*Gestellte Aufgabe*
Ordne sämtliche Zeilen der folgenden Datensätze als nummerierte Liste an und lass dabei alle Leerzeilen weg.

------ Datensätze

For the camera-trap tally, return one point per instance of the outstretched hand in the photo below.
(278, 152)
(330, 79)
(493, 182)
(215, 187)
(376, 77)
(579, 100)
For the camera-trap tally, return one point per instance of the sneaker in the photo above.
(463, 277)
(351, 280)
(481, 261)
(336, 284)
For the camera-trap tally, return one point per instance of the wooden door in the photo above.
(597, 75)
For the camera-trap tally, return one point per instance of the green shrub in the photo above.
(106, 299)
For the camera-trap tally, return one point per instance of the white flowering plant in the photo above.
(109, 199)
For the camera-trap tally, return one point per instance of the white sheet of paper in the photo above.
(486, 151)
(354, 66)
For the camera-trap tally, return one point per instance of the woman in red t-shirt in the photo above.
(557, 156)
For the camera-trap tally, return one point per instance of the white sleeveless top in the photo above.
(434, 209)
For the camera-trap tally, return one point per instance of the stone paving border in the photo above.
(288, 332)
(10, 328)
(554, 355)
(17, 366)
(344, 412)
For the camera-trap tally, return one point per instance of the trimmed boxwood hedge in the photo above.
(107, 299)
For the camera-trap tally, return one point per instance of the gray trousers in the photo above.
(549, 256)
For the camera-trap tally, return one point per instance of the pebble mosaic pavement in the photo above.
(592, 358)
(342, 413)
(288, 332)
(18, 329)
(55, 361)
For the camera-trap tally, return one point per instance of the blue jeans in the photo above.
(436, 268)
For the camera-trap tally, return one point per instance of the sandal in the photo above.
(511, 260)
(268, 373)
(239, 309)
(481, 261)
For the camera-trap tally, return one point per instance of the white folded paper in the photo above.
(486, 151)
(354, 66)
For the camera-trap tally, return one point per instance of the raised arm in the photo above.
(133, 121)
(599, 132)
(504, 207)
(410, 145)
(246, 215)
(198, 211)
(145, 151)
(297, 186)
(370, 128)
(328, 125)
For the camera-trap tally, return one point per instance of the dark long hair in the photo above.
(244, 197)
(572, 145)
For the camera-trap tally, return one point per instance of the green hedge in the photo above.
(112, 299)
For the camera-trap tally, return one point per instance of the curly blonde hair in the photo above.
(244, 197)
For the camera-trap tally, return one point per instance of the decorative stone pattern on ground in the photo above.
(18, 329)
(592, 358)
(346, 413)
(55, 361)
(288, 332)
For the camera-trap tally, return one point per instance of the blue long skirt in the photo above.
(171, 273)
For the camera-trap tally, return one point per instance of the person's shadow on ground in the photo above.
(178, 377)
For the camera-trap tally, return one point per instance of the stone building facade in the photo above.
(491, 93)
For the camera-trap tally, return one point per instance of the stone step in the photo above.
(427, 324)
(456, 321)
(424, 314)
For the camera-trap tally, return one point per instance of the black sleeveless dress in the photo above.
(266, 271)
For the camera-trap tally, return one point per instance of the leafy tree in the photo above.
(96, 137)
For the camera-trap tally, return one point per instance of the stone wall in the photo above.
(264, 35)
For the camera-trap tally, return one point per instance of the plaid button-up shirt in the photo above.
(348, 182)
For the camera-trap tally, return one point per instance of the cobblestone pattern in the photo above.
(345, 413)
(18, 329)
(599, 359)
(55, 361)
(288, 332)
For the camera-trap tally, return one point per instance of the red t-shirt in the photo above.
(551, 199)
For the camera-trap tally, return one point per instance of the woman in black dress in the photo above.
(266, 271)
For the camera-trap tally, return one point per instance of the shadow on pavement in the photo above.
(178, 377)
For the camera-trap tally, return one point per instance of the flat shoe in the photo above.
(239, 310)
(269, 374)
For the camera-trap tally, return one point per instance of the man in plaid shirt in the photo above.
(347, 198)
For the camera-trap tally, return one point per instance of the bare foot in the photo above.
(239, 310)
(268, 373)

------------

*Antwort zur Aufgabe*
1. For the camera-trap tally, return one point per instance of the outstretched hand in the photo below.
2. (278, 152)
3. (330, 79)
4. (493, 182)
5. (215, 187)
6. (376, 77)
7. (579, 100)
8. For the camera-trap tally, return one point per instance of the sneaker in the photo above.
9. (463, 277)
10. (351, 280)
11. (481, 261)
12. (336, 284)
13. For the camera-trap tally, return one point per instance of the wooden door in the photo above.
14. (597, 75)
15. For the camera-trap tally, return one point per instance of the green shrub in the photo above.
16. (106, 299)
17. For the camera-trap tally, return one point per instance of the white flowering plant in the photo above.
18. (109, 199)
19. For the camera-trap tally, return one point per instance of the white sheet of paper in the photo above.
20. (486, 151)
21. (354, 66)
22. For the camera-trap tally, return one point per instance of the woman in red t-shirt in the photo above.
23. (557, 156)
24. For the camera-trap tally, return one point per instance of the white sleeveless top in the photo above.
25. (434, 209)
26. For the camera-trap tally, return one point per instance of the stone paving border in the photo above.
27. (288, 332)
28. (10, 328)
29. (554, 355)
30. (17, 366)
31. (344, 412)
32. For the camera-trap tally, return one point per instance of the trimmed boxwood hedge in the photo above.
33. (107, 299)
34. For the camera-trap tally, return one point per instance of the gray trousers in the photo above.
35. (549, 256)
36. For the camera-trap tally, return one point per instance of the pebble mosaic pavement in the photo above.
37. (592, 358)
38. (342, 413)
39. (288, 332)
40. (18, 329)
41. (55, 361)
42. For the camera-trap tally, return one point per instance of the blue jeans in the photo above.
43. (436, 268)
44. For the camera-trap tally, return one point per instance of the sandal in the photo above.
45. (511, 260)
46. (268, 373)
47. (239, 309)
48. (481, 261)
49. For the camera-trap tally, return one point per instance of the white folded paper in the photo above.
50. (486, 151)
51. (354, 66)
52. For the camera-trap tally, return one point per instance of the raised arm in the photo above.
53. (133, 121)
54. (599, 132)
55. (504, 207)
56. (410, 145)
57. (246, 215)
58. (198, 211)
59. (145, 151)
60. (297, 186)
61. (370, 128)
62. (328, 125)
63. For the camera-trap tally, return one point per instance of the dark long hair in the photo above.
64. (244, 197)
65. (572, 145)
66. For the camera-trap tally, return one point per instance of the green hedge in the photo above.
67. (112, 299)
68. For the camera-trap tally, return one point per instance of the curly blonde hair in the photo above.
69. (244, 197)
70. For the camera-trap tally, return one point per instance of the decorative stone pattern on ground in the photo above.
71. (18, 329)
72. (592, 358)
73. (346, 413)
74. (55, 361)
75. (288, 332)
76. For the camera-trap tally, return one point per instance of the blue long skirt in the photo above.
77. (171, 273)
78. For the camera-trap tally, return one point per instance of the person's shadow on ground in the photo above.
79. (178, 377)
80. For the camera-trap tally, return one point per instance of the stone building facade in the photo above.
81. (491, 93)
82. For the camera-trap tally, return one point per instance of the stone step in the photo above.
83. (427, 324)
84. (456, 321)
85. (424, 314)
86. For the camera-trap tally, return one point per instance of the black sleeveless dress in the photo above.
87. (266, 271)
88. For the camera-trap tally, return one point per instance of the leafy tree in the photo above.
89. (96, 137)
90. For the camera-trap tally, return one point per instance of the stone wall in the photo above.
91. (264, 35)
92. For the camera-trap tally, return one point per instance of the plaid button-up shirt in the photo above.
93. (348, 182)
94. For the camera-trap tally, return one point per instance of the cobblestone pattern in the photo above.
95. (345, 413)
96. (18, 329)
97. (599, 359)
98. (55, 361)
99. (288, 332)
100. For the camera-trap tally, return one point per instance of the red t-shirt in the photo above.
101. (551, 199)
102. For the camera-trap tally, return one point per instance of the woman in black dress in the photo above.
103. (266, 271)
104. For the camera-trap tally, return one point per instance of the shadow on pavement in the photo above.
105. (178, 377)
106. For the camera-trap tally, return one point per instance of the flat shoe in the photo above.
107. (239, 310)
108. (269, 374)
109. For the camera-trap tally, return one point per instance of the man in plaid shirt in the photo above.
110. (347, 198)
111. For the camera-trap tally, return one point per instance of the bare foot in the photo above.
112. (239, 310)
113. (268, 373)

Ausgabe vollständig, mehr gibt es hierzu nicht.